Exercises to complete:
A) In the article on Ohio's preschool vaccine law, rewrite the paragraph beginning "The most-recent data available show" as a short bulleted list that keeps its main facts.
B) Using the article on Ohio's preschool vaccine law, answer each question briefly, marking your answers (i), (ii) and (iii):
(i) Which illnesses does the law name as examples of what it seeks to vaccinate children against?
(ii) Which two states had worse coverage than Ohio?
(iii) Under whose rules did most providers require proof of vaccination history before the law?
C) Go on with the article on Ohio's preschool vaccine law, picking up after its final sentence.

::: Text segment

MIAMI COUNTY — Ohio’s new preschool vaccine law seeks to get children in daycare and preschool vaccinated against illnesses such as measles and whooping cough, before kindergarten.
The most-recent data available show that in 2013, less than 62 percent of Ohio children 19 to 35 months old had all the vaccines recommended by the federal Centers for Disease Control and Prevention. More Ohio toddlers — 86 percent — had the vaccine for measles, mumps and rubella than any other vaccine. The lowest coverage was for hepatitis A; fewer than half of the children had that vaccine.
The only states with worse coverage were Arkansas and Nevada. The national average was more than 70 percent.
Before passage of the requirement, Ohio was the only state without a vaccine-coverage law for children in day care or preschool. But before the law, most providers required proof of vaccination history under rules made by the Ohio Department of Job and Family Services.
The new law for children who go to day care or preschool has the potential to increase vaccine coverage among those kids even earlier, keeping them from spreading illnesses to one another and to family members, including vulnerable infant siblings and the elderly.

::::::
::: Information provided

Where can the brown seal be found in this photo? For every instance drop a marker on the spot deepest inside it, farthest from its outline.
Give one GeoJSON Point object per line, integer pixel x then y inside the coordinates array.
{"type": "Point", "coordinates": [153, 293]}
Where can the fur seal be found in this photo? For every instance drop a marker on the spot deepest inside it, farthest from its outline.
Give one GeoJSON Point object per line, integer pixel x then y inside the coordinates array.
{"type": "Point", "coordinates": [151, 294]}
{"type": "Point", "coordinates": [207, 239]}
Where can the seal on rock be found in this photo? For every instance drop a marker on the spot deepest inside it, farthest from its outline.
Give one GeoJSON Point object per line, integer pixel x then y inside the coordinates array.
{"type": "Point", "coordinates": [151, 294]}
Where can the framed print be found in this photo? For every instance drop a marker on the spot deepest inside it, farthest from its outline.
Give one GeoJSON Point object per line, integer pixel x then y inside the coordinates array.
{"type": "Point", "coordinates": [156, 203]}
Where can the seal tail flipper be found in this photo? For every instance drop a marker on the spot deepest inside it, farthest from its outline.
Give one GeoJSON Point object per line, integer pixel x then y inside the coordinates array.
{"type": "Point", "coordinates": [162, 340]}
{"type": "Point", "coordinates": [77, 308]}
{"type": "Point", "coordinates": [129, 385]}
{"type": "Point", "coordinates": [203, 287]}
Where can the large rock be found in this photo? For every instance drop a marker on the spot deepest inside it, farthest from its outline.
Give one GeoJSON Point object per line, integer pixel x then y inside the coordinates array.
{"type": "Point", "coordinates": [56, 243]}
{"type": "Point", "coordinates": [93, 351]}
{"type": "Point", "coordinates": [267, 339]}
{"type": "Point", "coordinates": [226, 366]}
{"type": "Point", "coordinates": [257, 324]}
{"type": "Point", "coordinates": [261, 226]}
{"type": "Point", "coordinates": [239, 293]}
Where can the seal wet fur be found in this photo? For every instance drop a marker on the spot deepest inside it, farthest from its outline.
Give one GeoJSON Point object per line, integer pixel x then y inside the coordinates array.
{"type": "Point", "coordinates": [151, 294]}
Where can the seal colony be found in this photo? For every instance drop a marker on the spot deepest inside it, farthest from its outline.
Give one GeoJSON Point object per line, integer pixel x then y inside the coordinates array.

::::::

Expected outputs:
A)
- In 2013, under 62 percent of Ohio children aged 19 to 35 months had all vaccines recommended by the federal Centers for Disease Control and Prevention.
- The measles, mumps and rubella vaccine had the highest coverage among Ohio toddlers, at 86 percent.
- Hepatitis A had the lowest coverage, with fewer than half of the children vaccinated.

B)
(i) Measles and whooping cough.
(ii) Arkansas and Nevada.
(iii) The Ohio Department of Job and Family Services.

C)
Similar to the school-age vaccine requirement, parents have a way to opt out if they object to vaccines, if their child has an allergy or other medical reason to forgo the shot.
Tammy Taylor, apediatrician with Upper Valley Family Care, said the majority of vaccines are given to children as infants, which is then followed by the Kindergarten shots that are typically given when the child is six. However, Taylor said she and the pediatricians prefer to give the child kindergarten shots at age four, and then give the seventh-grade shots at age 11.
“It’s usually easier (vaccinations) on the kid when they’re younger,” she said. “They aren’t as nervous about them at four as they are at six or not as worried about them at 11 as they are at 13. Most of the kids go to preschool so there’s a lot of exposure to other kids.”
She explained the parents who opt out of vaccines typically fear vaccines having a link to autism. However, the study that purported to have found the vaccine-autism link had falsified information and has since been disproven.
“Parents are still concerned about Thimerosal in vaccines, although what they don’t realize is that we’ve had that in vaccines for years and years and years,” Taylor said. “The amounts in vaccines are small, and what they don’t realize is that babies who are breast fed get more Thimerosal in milk than in all shots combined. If there was an association of Thimerosal causing autism, we’d see more autism in breast babies and we don’t.”
Taylor also said the local reactions to vaccines, which can include fever or swelling around the site of the injection, are often confused with allergic reactions, and that most children do not actually have allergies to vaccines.
“Most of the time when parents say they had an allergic reaction that is what they’re meaning,” she said.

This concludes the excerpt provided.